EXERCISE GOAL
Extract each line in the data below that contains the word "plant".

━━ RECORDS FOR THIS TASK

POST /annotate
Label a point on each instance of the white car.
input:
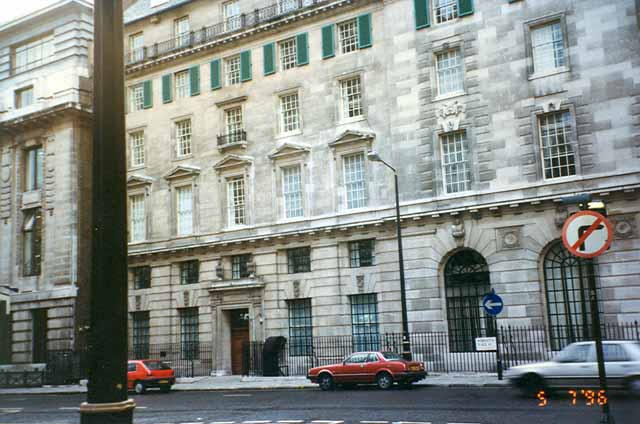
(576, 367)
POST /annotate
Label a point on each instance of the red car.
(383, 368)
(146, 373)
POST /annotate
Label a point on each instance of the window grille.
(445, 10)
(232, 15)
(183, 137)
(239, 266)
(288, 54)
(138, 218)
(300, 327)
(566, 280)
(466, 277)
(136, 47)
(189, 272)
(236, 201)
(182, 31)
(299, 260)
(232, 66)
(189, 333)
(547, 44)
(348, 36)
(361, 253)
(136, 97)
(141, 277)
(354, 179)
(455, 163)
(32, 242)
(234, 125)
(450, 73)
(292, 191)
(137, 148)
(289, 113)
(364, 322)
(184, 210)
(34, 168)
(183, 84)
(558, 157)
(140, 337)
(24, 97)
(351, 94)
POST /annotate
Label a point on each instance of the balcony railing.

━━━━
━━ RECORDS FOR THIS TASK

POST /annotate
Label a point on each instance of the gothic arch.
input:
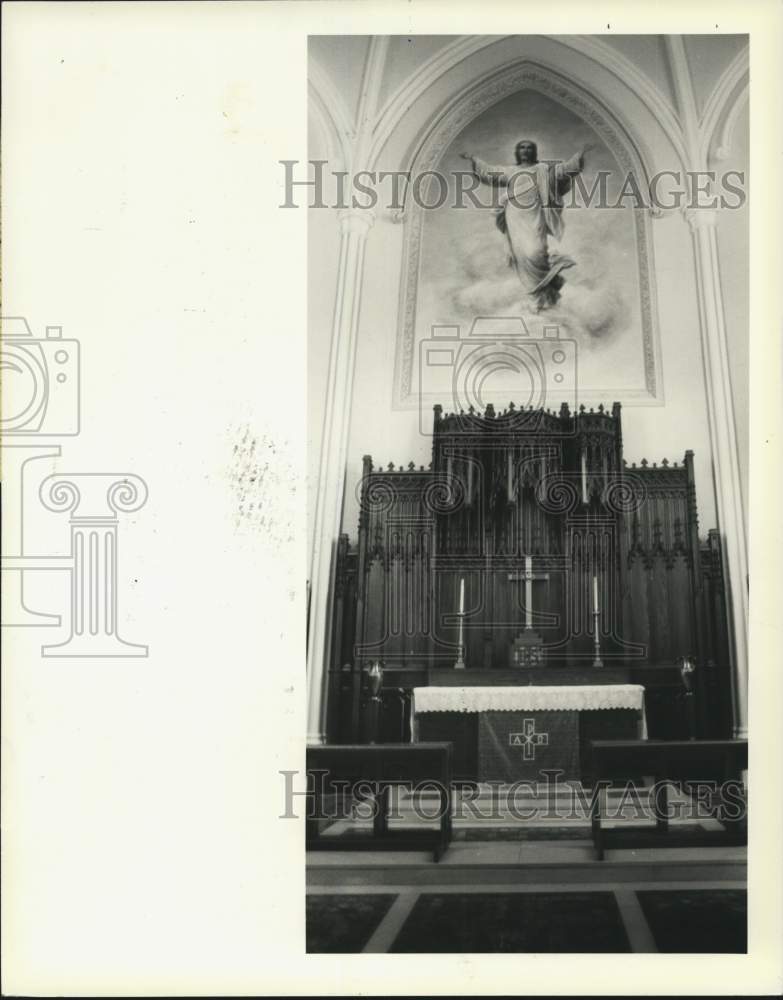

━━━━
━━ RECORDS FOR THIS TASK

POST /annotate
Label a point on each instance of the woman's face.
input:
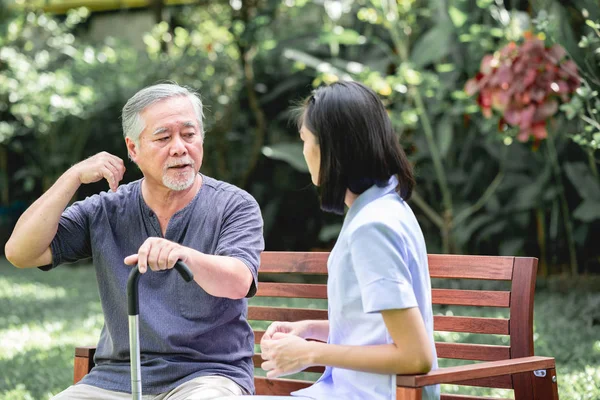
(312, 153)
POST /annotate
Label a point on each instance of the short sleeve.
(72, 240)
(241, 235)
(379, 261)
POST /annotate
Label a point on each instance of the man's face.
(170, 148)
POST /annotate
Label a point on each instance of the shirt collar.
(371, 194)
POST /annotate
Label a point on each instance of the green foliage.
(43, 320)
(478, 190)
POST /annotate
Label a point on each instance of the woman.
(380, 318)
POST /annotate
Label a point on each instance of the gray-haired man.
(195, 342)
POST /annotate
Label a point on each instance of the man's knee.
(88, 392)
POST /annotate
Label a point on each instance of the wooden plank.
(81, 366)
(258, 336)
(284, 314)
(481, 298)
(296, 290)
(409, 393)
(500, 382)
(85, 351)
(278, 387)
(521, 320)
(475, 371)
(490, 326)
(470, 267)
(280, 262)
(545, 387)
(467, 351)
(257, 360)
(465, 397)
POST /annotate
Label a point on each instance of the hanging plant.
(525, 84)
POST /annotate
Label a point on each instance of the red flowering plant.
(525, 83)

━━━━

ANSWER TO THIS EXERCISE
Label a point on each instance of the hanging plant.
Label a point on each instance of the red flowering plant.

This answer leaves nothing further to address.